** begin PROVIDED MATERIAL **

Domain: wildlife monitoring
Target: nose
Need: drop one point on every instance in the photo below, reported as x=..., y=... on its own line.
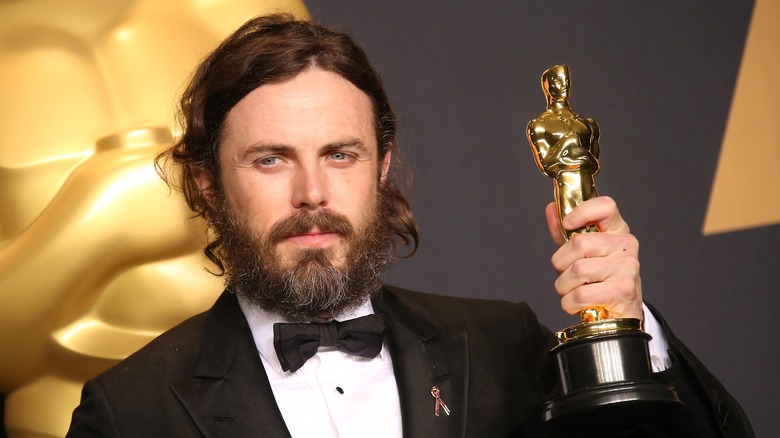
x=311, y=188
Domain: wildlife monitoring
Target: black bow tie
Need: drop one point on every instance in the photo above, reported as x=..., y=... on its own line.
x=297, y=342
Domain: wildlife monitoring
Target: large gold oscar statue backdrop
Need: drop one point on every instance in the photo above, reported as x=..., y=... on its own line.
x=97, y=256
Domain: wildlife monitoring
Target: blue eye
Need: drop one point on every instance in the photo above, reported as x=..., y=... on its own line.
x=269, y=161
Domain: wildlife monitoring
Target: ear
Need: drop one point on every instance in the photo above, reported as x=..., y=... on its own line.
x=385, y=167
x=205, y=181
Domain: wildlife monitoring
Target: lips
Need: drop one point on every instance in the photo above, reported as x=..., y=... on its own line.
x=306, y=226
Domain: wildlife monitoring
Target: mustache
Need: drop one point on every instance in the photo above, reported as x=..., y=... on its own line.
x=304, y=221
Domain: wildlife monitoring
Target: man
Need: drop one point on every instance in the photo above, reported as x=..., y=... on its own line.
x=287, y=152
x=566, y=145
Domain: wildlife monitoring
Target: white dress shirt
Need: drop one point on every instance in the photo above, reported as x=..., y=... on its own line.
x=335, y=394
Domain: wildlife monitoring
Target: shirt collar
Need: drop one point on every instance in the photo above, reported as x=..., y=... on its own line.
x=261, y=322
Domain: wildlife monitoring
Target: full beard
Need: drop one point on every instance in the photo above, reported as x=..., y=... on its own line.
x=312, y=288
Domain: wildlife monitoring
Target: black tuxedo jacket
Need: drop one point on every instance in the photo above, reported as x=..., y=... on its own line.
x=488, y=358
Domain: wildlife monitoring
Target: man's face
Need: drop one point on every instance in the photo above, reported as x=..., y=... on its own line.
x=299, y=210
x=301, y=146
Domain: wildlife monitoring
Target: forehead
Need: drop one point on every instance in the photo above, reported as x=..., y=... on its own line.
x=315, y=106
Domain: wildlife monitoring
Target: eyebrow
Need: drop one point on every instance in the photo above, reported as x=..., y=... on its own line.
x=277, y=148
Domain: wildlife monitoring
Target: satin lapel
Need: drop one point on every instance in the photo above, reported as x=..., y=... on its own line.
x=229, y=394
x=425, y=356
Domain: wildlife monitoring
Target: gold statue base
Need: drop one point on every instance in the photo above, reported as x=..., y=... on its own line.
x=604, y=371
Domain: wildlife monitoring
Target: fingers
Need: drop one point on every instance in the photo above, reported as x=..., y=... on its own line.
x=597, y=269
x=611, y=280
x=601, y=211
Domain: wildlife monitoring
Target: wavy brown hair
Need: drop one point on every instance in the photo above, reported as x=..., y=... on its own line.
x=265, y=50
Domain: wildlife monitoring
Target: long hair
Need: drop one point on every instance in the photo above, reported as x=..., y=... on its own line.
x=265, y=50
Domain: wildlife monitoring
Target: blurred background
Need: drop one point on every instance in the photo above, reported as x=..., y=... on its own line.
x=684, y=93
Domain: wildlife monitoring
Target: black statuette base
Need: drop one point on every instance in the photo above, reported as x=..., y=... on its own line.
x=608, y=377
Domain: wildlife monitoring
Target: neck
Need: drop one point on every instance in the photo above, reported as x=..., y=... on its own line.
x=558, y=104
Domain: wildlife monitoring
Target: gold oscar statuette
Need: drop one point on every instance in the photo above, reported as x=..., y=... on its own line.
x=603, y=363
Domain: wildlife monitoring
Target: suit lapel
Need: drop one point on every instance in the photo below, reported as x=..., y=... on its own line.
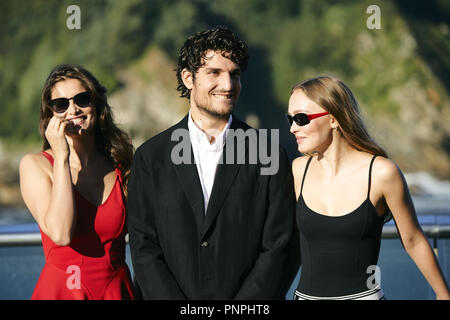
x=190, y=182
x=225, y=175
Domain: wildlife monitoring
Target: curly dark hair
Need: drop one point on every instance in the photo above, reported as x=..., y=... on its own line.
x=219, y=39
x=109, y=139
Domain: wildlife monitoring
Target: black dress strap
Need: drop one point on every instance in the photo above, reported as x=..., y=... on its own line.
x=304, y=174
x=370, y=175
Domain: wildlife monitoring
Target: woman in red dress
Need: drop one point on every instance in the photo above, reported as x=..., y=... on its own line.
x=76, y=191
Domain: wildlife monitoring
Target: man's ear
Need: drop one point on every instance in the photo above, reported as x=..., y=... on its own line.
x=187, y=78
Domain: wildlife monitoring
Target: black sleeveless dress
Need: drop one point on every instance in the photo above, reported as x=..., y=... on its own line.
x=339, y=254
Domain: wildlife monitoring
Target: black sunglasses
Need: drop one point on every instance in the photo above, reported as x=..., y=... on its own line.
x=302, y=119
x=60, y=105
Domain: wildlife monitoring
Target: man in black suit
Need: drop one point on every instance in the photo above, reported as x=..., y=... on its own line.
x=205, y=220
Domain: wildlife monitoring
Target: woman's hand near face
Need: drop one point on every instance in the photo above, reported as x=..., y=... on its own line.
x=57, y=139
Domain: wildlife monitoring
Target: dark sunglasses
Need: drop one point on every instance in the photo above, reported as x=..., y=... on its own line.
x=60, y=105
x=302, y=119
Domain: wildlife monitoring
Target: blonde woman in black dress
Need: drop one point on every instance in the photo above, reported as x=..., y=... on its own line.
x=346, y=189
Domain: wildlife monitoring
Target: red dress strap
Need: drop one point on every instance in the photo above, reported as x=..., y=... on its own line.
x=48, y=156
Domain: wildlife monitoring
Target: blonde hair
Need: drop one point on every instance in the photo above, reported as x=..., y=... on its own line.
x=335, y=97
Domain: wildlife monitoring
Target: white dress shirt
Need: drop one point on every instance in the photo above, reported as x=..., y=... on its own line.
x=206, y=155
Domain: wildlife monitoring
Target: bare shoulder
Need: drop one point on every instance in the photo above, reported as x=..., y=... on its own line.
x=385, y=168
x=386, y=173
x=35, y=163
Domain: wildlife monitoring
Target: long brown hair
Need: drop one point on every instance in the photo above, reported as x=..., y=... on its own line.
x=335, y=97
x=109, y=139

** end PROVIDED MATERIAL **

WHAT TO DO:
From the entries above, copy out each line containing the word "black". Case counts.

ANSWER TO THIS PROBLEM:
Target: black bow tie
Target: black tuxedo jacket
Target: black statuette base
Target: black dress strap
Target: black sleeveless dress
Target: black sunglasses
Target: man in black suit
Target: blonde woman in black dress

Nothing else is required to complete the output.